» TASK A: From the page text below, list each phrase proposed as something to hang a sermon on.

» PAGE TEXT:
God has promised the people that they will return to their homelands. But how does this happen? Through a great Jewish leader? Through a rebellious movement of the people? No. The unexpected opportunity to return home comes at the hands of a gentile King called Cyrus.
As they return home, do things go smoothly? Of course not. New Beginnings can be traumatic. Particularly if there are those who don't agree with the way things are developing. An unwelcome feature of their returning is unwanted opposition.
You would expect those who returned and who were given a second chance would be faithful, right? Wrong. They quickly become very comfortable in their new situation and are fearful of rocking the boat particularly when there is talk of opposition. Such results in underutilized opportunites.
Sounds like three phrases to hang a sermon on right there... 'Unexpected Opportunity', 'Unwanted Opposition' and 'Underutilized Opportunity'. Let's think about each of those.
We know from Scriptures, such as Psalm 31, that the people were not happy being in exile. “By the rivers of Babylon we sat and wept when we remembered Zion.” (verse 1) There were individuals who prospered, like Daniel, but even he looked forward to a time when they could return home. But nobody figured out how that could happen.
God had a plan to raise up Cyrus, a persian King to fulfill God's purpose. How much Cyrus felt that was his destiny is not clear. What we do know about Cyrus is that he felt that the peace of his vast empire could be maintained by allowing fredom of expression to the different religious communities who were part of it. He is remembered for that.

» TASK B: State how many lines of the entries below contain the string "sunlit", treating case as significant. Give only the number.

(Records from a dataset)

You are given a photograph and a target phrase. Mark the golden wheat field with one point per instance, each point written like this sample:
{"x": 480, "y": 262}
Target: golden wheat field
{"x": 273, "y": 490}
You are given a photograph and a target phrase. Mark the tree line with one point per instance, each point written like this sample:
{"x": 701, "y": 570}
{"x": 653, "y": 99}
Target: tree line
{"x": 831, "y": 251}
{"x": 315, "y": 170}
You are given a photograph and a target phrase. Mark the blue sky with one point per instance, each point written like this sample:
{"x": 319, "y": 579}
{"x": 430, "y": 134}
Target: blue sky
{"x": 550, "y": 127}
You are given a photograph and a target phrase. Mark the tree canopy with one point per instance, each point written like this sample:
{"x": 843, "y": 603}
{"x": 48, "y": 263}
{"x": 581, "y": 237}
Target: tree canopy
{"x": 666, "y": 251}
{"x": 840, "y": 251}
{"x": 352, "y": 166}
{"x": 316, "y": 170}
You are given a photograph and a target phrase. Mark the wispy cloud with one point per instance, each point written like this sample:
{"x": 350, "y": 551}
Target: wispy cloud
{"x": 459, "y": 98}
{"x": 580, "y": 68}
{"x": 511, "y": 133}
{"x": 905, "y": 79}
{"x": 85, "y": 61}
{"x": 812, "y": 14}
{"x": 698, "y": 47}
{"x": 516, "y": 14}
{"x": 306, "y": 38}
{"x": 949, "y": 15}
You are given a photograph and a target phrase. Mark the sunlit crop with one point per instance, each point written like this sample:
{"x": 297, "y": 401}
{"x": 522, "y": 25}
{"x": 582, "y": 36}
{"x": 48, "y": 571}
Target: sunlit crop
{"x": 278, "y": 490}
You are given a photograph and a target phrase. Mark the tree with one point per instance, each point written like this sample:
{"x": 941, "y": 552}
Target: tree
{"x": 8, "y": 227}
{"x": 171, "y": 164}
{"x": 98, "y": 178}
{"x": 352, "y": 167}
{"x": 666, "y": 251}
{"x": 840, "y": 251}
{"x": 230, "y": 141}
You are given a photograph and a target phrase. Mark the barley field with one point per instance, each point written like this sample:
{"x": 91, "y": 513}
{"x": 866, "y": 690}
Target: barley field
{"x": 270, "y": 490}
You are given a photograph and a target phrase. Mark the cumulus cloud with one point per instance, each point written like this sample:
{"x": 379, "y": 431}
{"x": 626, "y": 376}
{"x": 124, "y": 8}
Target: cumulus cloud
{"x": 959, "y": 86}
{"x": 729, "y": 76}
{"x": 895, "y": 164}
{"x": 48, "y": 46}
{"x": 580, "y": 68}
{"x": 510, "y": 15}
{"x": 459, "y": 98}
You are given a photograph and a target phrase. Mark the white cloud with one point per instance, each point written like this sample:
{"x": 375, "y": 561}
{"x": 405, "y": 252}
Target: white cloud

» FULL RESPONSE A:
Unexpected Opportunity
Unwanted Opposition
Underutilized Opportunity

» FULL RESPONSE B: 2